→ Directions
Your task is to transcribe the entries below exactly, beginning with the line containing "Guideline: for each instance of the thatched parasol, imagine" and ending with the final line, and to add nothing else.

→ Exercise materials
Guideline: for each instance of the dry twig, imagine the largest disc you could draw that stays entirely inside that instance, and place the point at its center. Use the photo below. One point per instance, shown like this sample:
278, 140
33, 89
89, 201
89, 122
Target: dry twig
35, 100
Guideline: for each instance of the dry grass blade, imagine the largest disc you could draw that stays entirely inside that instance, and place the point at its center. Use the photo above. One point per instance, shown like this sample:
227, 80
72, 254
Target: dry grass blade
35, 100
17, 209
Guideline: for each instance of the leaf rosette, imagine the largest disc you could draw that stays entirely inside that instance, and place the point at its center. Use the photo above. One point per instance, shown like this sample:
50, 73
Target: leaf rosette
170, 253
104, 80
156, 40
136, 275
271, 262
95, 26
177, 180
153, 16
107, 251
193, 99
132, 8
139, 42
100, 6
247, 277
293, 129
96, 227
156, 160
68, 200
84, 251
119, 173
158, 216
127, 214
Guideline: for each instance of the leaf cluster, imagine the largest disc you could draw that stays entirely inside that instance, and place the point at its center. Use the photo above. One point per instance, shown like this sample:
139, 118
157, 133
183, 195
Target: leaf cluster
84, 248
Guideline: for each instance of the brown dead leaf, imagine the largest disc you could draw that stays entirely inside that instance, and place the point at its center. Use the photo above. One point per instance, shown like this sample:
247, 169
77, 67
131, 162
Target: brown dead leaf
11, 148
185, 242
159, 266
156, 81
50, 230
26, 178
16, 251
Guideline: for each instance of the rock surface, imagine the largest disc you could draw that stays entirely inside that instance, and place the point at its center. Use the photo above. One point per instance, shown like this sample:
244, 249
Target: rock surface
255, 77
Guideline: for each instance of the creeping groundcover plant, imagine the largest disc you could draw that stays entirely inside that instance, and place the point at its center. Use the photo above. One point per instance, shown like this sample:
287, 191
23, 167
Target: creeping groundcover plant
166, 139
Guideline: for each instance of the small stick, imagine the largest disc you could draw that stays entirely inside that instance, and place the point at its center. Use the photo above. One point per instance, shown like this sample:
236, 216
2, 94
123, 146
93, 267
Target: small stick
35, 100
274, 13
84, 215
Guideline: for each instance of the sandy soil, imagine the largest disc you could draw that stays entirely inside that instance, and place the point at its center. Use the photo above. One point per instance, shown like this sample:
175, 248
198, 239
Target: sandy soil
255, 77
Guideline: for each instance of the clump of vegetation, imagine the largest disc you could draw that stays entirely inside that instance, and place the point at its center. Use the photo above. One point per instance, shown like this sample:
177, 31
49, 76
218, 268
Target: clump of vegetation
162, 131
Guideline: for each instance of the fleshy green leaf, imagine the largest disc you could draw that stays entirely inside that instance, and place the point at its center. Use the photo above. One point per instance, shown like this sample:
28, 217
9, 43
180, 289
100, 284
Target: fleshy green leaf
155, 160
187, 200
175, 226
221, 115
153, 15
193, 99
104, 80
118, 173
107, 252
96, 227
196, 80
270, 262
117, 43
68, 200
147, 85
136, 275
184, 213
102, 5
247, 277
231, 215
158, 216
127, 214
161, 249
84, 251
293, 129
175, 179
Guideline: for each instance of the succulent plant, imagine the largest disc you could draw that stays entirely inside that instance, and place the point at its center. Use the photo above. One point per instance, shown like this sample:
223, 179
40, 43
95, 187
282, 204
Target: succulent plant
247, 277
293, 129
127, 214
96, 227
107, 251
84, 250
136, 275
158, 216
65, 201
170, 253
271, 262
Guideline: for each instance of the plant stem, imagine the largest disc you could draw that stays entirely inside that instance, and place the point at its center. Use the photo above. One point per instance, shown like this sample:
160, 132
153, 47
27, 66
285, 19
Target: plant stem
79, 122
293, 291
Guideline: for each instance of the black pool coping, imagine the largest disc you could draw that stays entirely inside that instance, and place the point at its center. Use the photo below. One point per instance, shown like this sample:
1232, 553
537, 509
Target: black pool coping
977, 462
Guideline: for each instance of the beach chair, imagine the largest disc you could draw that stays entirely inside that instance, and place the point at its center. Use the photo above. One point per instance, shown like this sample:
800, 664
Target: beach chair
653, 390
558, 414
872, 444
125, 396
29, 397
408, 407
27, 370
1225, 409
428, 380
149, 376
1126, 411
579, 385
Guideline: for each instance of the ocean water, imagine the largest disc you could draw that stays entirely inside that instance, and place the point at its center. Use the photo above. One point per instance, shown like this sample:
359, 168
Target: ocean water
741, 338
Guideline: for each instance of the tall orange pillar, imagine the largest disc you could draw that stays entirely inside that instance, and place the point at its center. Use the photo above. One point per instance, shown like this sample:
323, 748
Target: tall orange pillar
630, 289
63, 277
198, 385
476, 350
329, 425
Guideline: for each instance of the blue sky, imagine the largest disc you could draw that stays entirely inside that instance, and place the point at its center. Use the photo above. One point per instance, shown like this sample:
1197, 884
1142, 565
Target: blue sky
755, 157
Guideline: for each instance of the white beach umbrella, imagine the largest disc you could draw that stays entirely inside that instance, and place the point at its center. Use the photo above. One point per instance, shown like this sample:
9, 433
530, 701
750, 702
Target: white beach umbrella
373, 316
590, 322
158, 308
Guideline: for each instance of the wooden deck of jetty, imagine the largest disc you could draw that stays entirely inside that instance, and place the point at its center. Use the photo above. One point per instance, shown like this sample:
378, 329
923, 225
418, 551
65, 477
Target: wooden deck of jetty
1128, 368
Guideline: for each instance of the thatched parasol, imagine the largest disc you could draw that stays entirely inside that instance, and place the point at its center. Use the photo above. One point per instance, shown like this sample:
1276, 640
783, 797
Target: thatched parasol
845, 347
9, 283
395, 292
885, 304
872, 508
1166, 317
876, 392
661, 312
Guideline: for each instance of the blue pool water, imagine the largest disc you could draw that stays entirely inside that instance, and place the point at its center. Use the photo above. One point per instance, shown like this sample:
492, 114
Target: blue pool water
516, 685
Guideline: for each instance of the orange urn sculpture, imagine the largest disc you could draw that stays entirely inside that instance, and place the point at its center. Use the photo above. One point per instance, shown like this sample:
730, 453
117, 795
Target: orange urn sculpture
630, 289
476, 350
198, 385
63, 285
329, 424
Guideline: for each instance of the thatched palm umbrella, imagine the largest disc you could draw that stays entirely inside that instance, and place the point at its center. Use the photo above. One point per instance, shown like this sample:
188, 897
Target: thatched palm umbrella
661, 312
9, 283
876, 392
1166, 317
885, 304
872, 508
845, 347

→ Task result
Guideline: for each instance of the thatched parasol, imagine the largest disc you could draw that stays entirely inside that instance, and place the point at its center. Use the photo above. One point per instance, shown like this sample:
1276, 640
783, 797
Target: thatched parasol
845, 347
9, 283
395, 292
885, 304
872, 508
1166, 317
876, 392
661, 312
Guideline: for each instance of the blue pool water, imagine the largest disc you could draw that stays entirely inside that instance, and place the point at its center. Use the photo above. One point per instance, shown like this sample:
492, 114
Target: blue pool water
516, 685
Guideline: for each instance of the orange urn sculpture, imagine the largest disc you could draw that stays entirely inside that instance, and place the point at its center. Use the photo above. One point per instance, shown like this sample:
730, 453
117, 795
Target: orange urn sculpture
630, 289
476, 350
198, 385
63, 285
329, 424
Guideline: for each instance of the thatched palm umbrella, imagine the largest disc you could draw that stays entirely inside that instance, and place the point at its center. Use the photo above. One point per instance, shown like this sample:
188, 897
Target: thatched palm umbrella
661, 312
9, 283
876, 392
1166, 317
885, 304
872, 508
845, 347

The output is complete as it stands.